Roerich zag het voor zich, en schilderde in 1941 "Gher Khan" (of Ghesar Khan [McCannon, p.291]) alvast, de in de Himalaya's geëerde, zei Roerich, krijger-koning, een beeld dat geënt is op het mongoolse "khanaat", zo dicht bij het oude Rusland.
De tot 1936 — en ook geen dag langer —
door Roerich bewonderde 13e dalai lama (monnik-koning) had zijn eigen legertje gehad. Niet dat het succesvol opereerde, maar het liet toch de gedachte na dat "een beetje strijd", in Roerich's woorden, onontbeerlijk zou zijn bij het vestigen van zijn hoofdstad van Shambalá.
De 13e dalai lama overleed in 1933. Hij, minder dan de 9e panchen lama
(1) van die tijd, gold als het template voor een Roerich die vanaf 1933, tot 1947, zijn eigen jaar van overlijden, de tijd had om zijn vermeende reïncarnatie (maar dan beter!) van de 13e dalai lama in zijn wakende dromen uit te werken. 
Dat van Harbin is het uiteindelijk niet geworden. Verder in het boek lezen we dat er een boeddhistische stad aan de voet van de hoogste berg van de Altai gesticht zou worden, die Zve
nigorod zou heten, naar de stad in de Moskou-agglomeratie, en dat boven die stad een witte kerk zou uittorenen (de familie had de in die tijd nog redelijk nieuwe Sacre Coeur in Parijs gezien.)
Het klinkt allemaal erg verward, maar het was dan ook verward.
Niettemin hebben we in het Europa van die tijd een aantal voorbeelden gezien van industriëlen die, met de bijbel of een ander boekwerk in de hand dorpen stichtten rond hun fabrieken. Roerich's idealen gingen echter verder: Zvenigorod zou tenminste het knooppunt worden van een landsgrenzen overschrijdende boeddhistische cultuur, om uit te monden in een soort Verenigde Boeddhistische Staten en liever nog in een echt land genaamd Shambalá. Dat was het einddoel, Het Grote Plan zoals ze het noemden.
In 1923 en 1924 reisde het echtpaar, na hun vertrek, zoniet vlucht uit het onrustige Rusland dat weldra de USSR zou worden, door India's deelstaat Himáchal Pradèsh. In 1928 kochten ze in die deelstaat een "estate", in de Kulu-vallei, waar ze tot Nicholas' dood zouden blijven. Toen in 1948 Rusland Helena en haar jongste zoon een visum weigerde vestigden ze zich in Kalimpóng, West-Bengalen, waar Helena in 1955 zou overlijden. Hun verblijf in India verklaart het elders genoemde portret dat Roerich Jr. schilderde van Indira Gandhi; de familie bleef ronddraaien in de beter-gesitueerde kringen van de samenleving.
Daarvoor, in Het New York van begin -20er jaren had Nicholas meegekregen dat hij ook de 5e dalai lama was geweest, degeen die ooit het Pótala-paleis in Lhasa had laten bouwen. (ibid p.240)

○ ○ ○ ○ ○ ○ ○

### Opdracht A
Waar vestigden Helena en haar jongste zoon zich volgens de tekst over Roerich nadat Rusland hun in 1948 een visum weigerde?
### Opdracht B
Herschrijf het stuk van de tekst over Roerich van "De 13e dalai lama overleed" tot "uit te werken.", en zet daarin "voorbeeld" waar "template" staat.

### Brongegevens

○ ○ ○ ○ ○ ○ ○

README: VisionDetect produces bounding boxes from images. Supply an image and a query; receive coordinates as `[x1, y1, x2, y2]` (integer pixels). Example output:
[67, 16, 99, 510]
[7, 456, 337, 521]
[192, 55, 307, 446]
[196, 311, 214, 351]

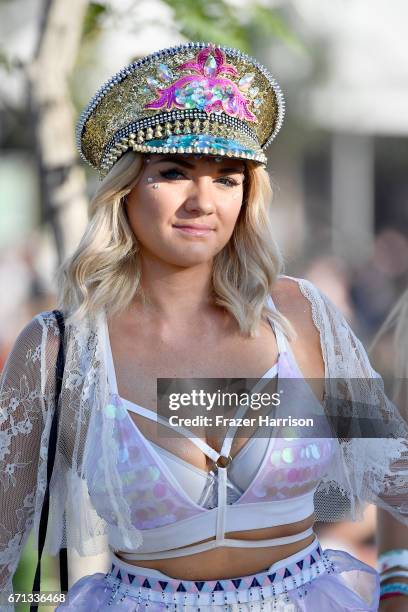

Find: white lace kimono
[0, 279, 408, 610]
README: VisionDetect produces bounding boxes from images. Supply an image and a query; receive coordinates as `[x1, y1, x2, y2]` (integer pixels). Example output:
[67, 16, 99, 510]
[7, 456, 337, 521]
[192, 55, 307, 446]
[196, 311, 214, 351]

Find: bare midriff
[115, 514, 315, 580]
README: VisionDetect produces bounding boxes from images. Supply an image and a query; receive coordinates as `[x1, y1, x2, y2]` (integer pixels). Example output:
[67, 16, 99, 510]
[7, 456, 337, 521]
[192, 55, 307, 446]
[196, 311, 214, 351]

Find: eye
[160, 168, 186, 181]
[217, 176, 240, 187]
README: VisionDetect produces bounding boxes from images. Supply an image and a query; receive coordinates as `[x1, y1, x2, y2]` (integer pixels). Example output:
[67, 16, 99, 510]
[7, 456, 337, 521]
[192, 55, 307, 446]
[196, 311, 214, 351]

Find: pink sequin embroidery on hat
[145, 47, 258, 122]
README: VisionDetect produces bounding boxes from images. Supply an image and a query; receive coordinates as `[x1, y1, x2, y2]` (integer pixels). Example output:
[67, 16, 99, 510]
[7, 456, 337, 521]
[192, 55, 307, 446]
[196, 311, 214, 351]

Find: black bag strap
[30, 310, 68, 612]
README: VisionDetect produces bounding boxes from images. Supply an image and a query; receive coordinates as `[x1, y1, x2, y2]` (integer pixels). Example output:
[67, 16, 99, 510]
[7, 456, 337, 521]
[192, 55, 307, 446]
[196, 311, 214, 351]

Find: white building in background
[293, 0, 408, 263]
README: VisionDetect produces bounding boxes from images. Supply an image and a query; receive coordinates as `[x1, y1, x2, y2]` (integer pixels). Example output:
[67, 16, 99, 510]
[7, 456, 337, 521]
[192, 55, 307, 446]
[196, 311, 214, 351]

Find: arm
[284, 279, 408, 526]
[0, 318, 58, 611]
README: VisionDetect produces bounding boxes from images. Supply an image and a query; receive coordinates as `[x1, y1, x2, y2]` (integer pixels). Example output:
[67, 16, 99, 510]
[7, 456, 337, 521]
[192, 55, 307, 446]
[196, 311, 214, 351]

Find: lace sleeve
[293, 279, 408, 525]
[0, 315, 59, 610]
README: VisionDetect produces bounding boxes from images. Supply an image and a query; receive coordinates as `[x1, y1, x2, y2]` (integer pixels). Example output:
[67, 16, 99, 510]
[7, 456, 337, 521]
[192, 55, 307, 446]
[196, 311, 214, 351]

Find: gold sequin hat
[77, 42, 285, 178]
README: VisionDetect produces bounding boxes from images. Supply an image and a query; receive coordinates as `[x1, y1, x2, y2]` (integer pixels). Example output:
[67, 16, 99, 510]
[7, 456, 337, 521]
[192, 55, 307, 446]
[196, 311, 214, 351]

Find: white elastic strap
[215, 467, 227, 541]
[267, 295, 288, 354]
[115, 527, 314, 561]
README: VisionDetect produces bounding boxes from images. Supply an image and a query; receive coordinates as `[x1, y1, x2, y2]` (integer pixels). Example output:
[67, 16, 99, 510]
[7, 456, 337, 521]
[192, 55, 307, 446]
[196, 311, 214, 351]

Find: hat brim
[129, 134, 266, 164]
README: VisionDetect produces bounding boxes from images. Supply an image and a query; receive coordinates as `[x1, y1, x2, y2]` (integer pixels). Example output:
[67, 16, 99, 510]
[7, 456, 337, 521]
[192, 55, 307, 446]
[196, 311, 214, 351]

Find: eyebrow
[152, 155, 245, 174]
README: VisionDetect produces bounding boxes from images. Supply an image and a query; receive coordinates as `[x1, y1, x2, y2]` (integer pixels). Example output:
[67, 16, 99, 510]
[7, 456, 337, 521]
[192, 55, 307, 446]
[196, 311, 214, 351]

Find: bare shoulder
[272, 277, 324, 378]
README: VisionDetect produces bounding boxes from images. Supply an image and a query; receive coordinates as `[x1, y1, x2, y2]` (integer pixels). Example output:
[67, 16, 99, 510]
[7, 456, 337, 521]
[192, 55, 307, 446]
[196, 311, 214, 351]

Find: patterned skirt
[56, 539, 380, 612]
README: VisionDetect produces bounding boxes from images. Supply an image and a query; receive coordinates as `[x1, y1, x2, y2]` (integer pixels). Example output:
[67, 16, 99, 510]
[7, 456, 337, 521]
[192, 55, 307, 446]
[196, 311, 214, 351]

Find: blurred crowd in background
[0, 0, 408, 604]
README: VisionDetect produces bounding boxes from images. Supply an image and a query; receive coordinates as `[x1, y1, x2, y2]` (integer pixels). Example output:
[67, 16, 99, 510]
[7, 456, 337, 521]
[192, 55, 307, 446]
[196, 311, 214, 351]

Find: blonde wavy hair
[57, 151, 294, 337]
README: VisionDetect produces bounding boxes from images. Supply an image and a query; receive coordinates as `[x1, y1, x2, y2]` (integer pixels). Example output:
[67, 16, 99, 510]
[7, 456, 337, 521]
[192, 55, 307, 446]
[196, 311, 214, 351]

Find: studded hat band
[77, 43, 284, 177]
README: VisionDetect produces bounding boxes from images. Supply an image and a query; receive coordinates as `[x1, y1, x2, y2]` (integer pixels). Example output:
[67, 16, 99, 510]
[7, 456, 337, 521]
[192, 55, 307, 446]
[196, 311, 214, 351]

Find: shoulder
[272, 276, 318, 335]
[272, 276, 324, 378]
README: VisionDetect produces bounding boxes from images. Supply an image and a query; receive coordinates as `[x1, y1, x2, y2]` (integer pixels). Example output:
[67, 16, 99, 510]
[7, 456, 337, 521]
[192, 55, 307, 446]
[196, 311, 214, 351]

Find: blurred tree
[27, 0, 88, 262]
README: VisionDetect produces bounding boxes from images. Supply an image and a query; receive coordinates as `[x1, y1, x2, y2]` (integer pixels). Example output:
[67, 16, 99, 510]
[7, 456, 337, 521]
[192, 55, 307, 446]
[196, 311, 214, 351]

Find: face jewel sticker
[144, 47, 257, 122]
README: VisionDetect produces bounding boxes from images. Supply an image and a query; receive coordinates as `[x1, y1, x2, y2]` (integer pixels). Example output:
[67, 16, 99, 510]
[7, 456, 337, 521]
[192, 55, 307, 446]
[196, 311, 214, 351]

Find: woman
[2, 43, 408, 612]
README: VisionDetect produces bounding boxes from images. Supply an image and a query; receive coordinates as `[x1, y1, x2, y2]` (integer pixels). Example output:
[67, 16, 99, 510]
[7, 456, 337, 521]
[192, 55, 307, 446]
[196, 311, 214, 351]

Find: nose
[184, 177, 215, 215]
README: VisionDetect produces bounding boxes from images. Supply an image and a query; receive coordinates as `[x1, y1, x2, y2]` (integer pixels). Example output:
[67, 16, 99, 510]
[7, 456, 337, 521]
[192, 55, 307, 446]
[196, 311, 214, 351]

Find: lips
[173, 225, 214, 236]
[173, 224, 213, 230]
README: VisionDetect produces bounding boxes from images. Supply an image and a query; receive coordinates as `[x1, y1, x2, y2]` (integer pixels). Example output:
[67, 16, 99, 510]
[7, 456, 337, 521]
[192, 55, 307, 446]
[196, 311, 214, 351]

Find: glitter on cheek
[271, 451, 280, 465]
[147, 465, 160, 480]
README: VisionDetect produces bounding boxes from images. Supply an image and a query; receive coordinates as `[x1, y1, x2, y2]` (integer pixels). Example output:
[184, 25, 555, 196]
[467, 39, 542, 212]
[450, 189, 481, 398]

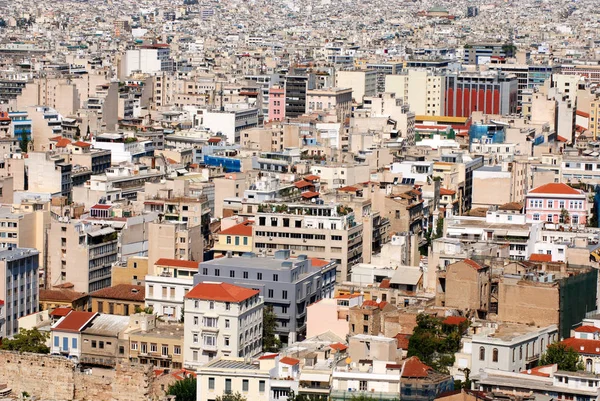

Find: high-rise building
[0, 248, 40, 338]
[444, 72, 518, 117]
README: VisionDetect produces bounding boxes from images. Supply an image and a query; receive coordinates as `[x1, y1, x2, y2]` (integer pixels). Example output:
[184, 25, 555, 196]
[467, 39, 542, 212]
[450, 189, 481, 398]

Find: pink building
[525, 183, 587, 227]
[269, 86, 285, 121]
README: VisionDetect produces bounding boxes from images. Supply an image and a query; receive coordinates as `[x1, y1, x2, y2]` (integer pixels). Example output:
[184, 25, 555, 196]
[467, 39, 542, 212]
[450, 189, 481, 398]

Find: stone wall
[0, 351, 153, 401]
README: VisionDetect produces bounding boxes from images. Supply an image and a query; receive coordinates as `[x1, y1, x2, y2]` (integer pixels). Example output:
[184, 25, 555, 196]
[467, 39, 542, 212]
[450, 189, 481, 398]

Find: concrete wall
[0, 351, 153, 401]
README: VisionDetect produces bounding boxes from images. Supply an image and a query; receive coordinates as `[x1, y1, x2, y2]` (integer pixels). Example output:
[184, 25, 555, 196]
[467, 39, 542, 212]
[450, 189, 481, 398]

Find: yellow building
[75, 284, 146, 316]
[129, 313, 183, 369]
[111, 256, 148, 287]
[214, 221, 253, 255]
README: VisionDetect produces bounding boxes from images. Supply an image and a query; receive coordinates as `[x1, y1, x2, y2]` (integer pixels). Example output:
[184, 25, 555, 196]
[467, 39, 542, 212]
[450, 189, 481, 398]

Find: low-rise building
[184, 282, 264, 368]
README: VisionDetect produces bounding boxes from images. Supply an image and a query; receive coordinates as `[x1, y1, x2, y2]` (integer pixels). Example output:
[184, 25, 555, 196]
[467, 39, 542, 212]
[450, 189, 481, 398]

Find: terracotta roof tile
[279, 356, 300, 366]
[527, 182, 581, 195]
[529, 253, 552, 262]
[219, 221, 253, 237]
[154, 258, 198, 269]
[185, 283, 259, 302]
[90, 284, 146, 302]
[575, 326, 600, 333]
[400, 356, 433, 378]
[52, 311, 98, 333]
[561, 337, 600, 355]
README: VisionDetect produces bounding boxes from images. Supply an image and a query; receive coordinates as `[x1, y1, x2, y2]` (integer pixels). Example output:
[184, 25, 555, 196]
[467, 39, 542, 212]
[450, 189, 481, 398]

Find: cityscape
[0, 0, 600, 401]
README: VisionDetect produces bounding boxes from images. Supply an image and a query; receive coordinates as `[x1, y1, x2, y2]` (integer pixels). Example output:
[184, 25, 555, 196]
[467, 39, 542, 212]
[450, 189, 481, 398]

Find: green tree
[217, 392, 247, 401]
[167, 376, 197, 401]
[263, 306, 281, 352]
[0, 329, 50, 354]
[540, 343, 583, 372]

○ ○ ○ ○ ○ ○ ○

### Uitgewerkte oplossing A
In Kalimpóng, West-Bengalen.

### Uitgewerkte oplossing B
De 13e dalai lama overleed in 1933. Hij, minder dan de 9e panchen lama
(1) van die tijd, gold als het voorbeeld voor een Roerich die vanaf 1933, tot 1947, zijn eigen jaar van overlijden, de tijd had om zijn vermeende reïncarnatie (maar dan beter!) van de 13e dalai lama in zijn wakende dromen uit te werken.